• **PROBLEM SET**:
- A) Please answer these from the LRU cache excerpt below, one line each, marked the same way:
(i) In Solution 1, what load factor does the LRUCache constructor pass to the superclass constructor?
(ii) In Solution 1, what value does get return when the key is not found?
(iii) In Solution 2, according to its comment, where does addNode always add a node?
- B) Name every private method declared in the Solution 2 class of the LRU cache excerpt below.

• **EXCERPT TO READ**:
□ □ □

Solution 1 LinkedHashMap

LinkedHashMap
LinkedHashMap(int initialCapacity, float loadFactor, boolean accessOrder)
作为一般规则，默认负载因子（0.75）在时间和空间成本上提供了很好的折衷。较高的值会降低空间开销，但提高查找成本（体现在大多数的HashMap类的操作，包括get和put）。设置初始大小时，应该考虑预计的entry数在map及其负载系数，并且尽量减少rehash操作的次数。如果初始容量大于最大条目数除以负载因子，rehash操作将不会发生。

class LRUCache extends LinkedHashMap<Integer, Integer>{
    private int capacity;
    
    public LRUCache(int capacity) {
        super(capacity, 0.75F, true);
        this.capacity = capacity;
    }
    
    public int get(int key) {
        return super.getOrDefault(key, -1);
    }
    
    public void put(int key, int value) {
        super.put(key, value);
    }
    
    @Override
    protected boolean removeEldestEntry(Map.Entry<Integer, Integer> eldest) {
        return size() > capacity;
    }
}

/**
 * Your LRUCache object will be instantiated and called as such:
 * LRUCache obj = new LRUCache(capacity);
 * int param_1 = obj.get(key);
 * obj.put(key,value);
 */

Solution 2 Linked List + HashMap (implementation of sol 1)


class LRUCache {
    
    class DLinkedNode {
        int key;
        int val;
        DLinkedNode prev;
        DLinkedNode next;
    }
    
    private void addNode(DLinkedNode node) {
        //always add node right after head
        node.next = head.next;
        node.prev = head;
        
        head.next.prev = node;
        head.next = node;
    }
    
    private void removeNode(DLinkedNode node) {
        node.prev.next = node.next;
        node.next.prev = node.prev;
    }
    
    private void moveToHead(DLinkedNode node) {
        removeNode(node);
        addNode(node);
    }
    
    private DLinkedNode popTail() {
        DLinkedNode res = tail.prev;
        removeNode(res);
        return res;
    }
    
    private HashMap<Integer, DLinkedNode> cache = new HashMap<Integer, DLinkedNode>();
    private int size;
    private int capacity;
    private DLinkedNode head, tail;
    
    public LRUCache(int capacity) {
        this.size = 0;
        this.capacity = capacity;
        
        head = new DLinkedNode();
        tail = new DLinkedNode();
        
        head.next = tail;
        tail.prev = head;
    }
    
    public int get(int key) {
        DLinkedNode node = cache.get(key);
        
        if (node == null)

□ □ □

• **SUPPLIED INFORMATION**:
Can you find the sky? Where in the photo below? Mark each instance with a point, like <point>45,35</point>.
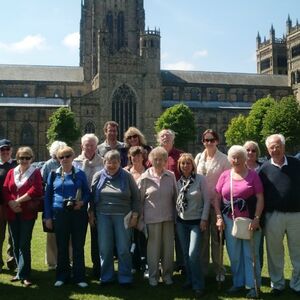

□ □ □

• **COMPLETED EXERCISE**:
- A)
(i) 0.75F
(ii) -1
(iii) Right after head

- B) addNode, removeNode, moveToHead, popTail